**Required tasks:**
1/ Reproduce the text on salvation from "Believing that Jesus" up to and including "others believed in vain.".
2/ Write the next part of the text on salvation, starting after its last sentence.

**Text:**
See, the word "believe" means different things to different people. Lots of people say that they believe in Jesus. Demons believe too, and tremble (James 2:10).

Believing that Jesus really existed, even believing that He died for your sins is NOT the same thing as trusting Him on everything He says, relying on Him, clinging to Him and living your life as if He is the authority you will answer to. Truly the word "Jesus" is not a magic password into heaven. So we need to know what GOD considers believing to be – or we might just "believe in vain". And according to the Bible, it is possible to "believe in vain". 

"Moreover, brethren I declare to you the gospel which I preached to you, which also you received and in which you stand by which also you are saved if you hold fast that word which I preached to you – unless you believed in vain" (1 Corinthians 15:2)

Judas believed in vain. Demas believed in vain. Many others believed in vain.

Let's Suppose Now that Someone Has Truly Believed and Turned from Dead Works to God? They are born of the Spirit. Can such a person ever lose their final salvation? Can you lose your salvation?

What Does Popular Bible Teaching Say Today?

Some popular Bible teachers today would teach that once you have truly believed in Jesus, you are eternally secure. One such teacher is Charles Stanley. He teaches in his book "Eternal Security, Can you Be Sure?" as follows:

"The Bible clearly teaches that God's love for His people is of such magnitude that even those who walk away from te faith have not the slightest chance of slipping from His hand" and that "… believers who lose or abandon their faith will retain their salvation …".

**Dataset excerpts:**
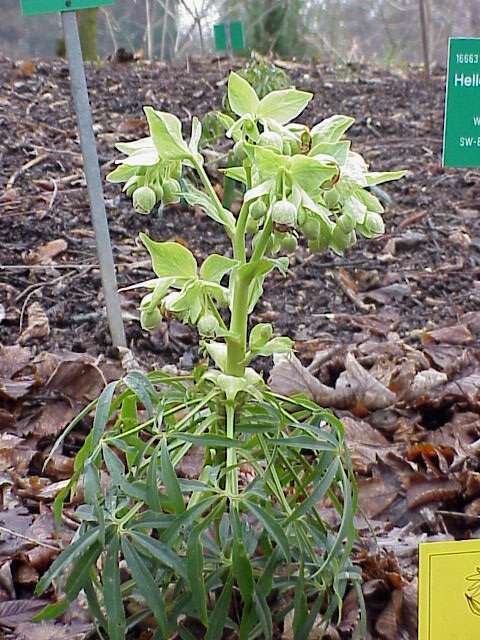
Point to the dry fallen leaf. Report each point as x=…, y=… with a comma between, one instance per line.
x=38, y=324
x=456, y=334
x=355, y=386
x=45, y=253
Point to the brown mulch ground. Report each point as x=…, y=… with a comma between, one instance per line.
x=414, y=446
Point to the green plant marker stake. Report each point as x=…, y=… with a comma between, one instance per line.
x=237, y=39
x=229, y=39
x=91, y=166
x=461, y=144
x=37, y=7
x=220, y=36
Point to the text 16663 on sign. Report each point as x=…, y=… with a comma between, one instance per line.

---

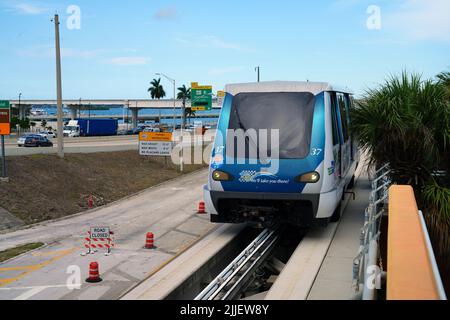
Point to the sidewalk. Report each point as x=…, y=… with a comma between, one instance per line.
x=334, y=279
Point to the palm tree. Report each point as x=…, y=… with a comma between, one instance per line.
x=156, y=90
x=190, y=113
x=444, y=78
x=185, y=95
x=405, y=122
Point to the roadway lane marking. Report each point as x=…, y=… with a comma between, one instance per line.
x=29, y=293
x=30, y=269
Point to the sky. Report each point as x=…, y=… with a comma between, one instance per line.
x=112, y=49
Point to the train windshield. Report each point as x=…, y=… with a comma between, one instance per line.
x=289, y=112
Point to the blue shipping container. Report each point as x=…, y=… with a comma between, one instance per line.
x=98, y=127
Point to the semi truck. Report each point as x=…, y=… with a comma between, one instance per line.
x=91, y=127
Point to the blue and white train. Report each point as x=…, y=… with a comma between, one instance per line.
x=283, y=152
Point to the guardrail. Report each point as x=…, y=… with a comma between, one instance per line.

**Responses for each task:**
1/
Believing that Jesus really existed, even believing that He died for your sins is NOT the same thing as trusting Him on everything He says, relying on Him, clinging to Him and living your life as if He is the authority you will answer to. Truly the word "Jesus" is not a magic password into heaven. So we need to know what GOD considers believing to be – or we might just "believe in vain". And according to the Bible, it is possible to "believe in vain". 

"Moreover, brethren I declare to you the gospel which I preached to you, which also you received and in which you stand by which also you are saved if you hold fast that word which I preached to you – unless you believed in vain" (1 Corinthians 15:2)

Judas believed in vain. Demas believed in vain. Many others believed in vain.

2/
Some follow the lines of thinking advocated by Charles Stanley, but many more follow a teaching called Calvinism, which would say concerning those that turn away from the faith "they were never really saved in the first place". Calvinism and advocates of the so-called "Doctrines of Grace" believe in something called "The Perseverance of the Saints" – a doctrine which says that those truly elect by God, those truly regenerated, will never finally fall from faith – they will persevere in faith ultimately because it is God who makes them do so.

The "Reformed Doctrines" of Calvinism encourage those who do trust in Christ to believe that they are elect and they can never really fall away from Christ. Nations like Holland however are a testimony to the fact that a lot of people who thought they had "Reformed Faith" ended up living like the devil and going to hell in the end anyway. Somewhere along the line the "Covenant" God had with so many Dutch families got violated – but it wasn't God who violated it, it was the people themselves who thought they were secure in sin and got continually hardened in unbelief against more and more that the Bible taught.

Experience has shown that for many, this teaching of the eternal security of the true believer is so closely identified in people's minds with the true meaning of the gospel, that any appeal to the Scripture to call this doctrine into question would be treated with about as much openness as the suggestion to believe that the Bible wasn't true after all, or that we must follow the Pope to enter heaven. In other words, it wouldn't be considered at all.

Neverthess, for God, the testimony of the Holy Scriptures outweighs the testimony of thousands of Bible teachers, no matter what their evangelical credentials may be in the courts of the modern church. So I encourage you to take a fresh and unbiased look at what seems to me to be OVERWHELMING SCRIPTURAL EVIDENCE of the fact that it is possible for a believer to lose their salvation. 

I am going to look briefly at many passages of Scripture. I am aware that there are those who have generated theological reasons why these Scriptures do not really mean what they so clealy seem to say or imply. Many times people refer to "the context", but when you look at what they mean by "the context", many times it is simply their entire systematic theology concerning everything the Bible says about salvation. This "context" therefore is read into the text so instead of the text meaning what it seems to clearly say, the scholarly and erudite theologians have many believing it means the exact opposite, if it means anything at all. Ok then, shall we begin?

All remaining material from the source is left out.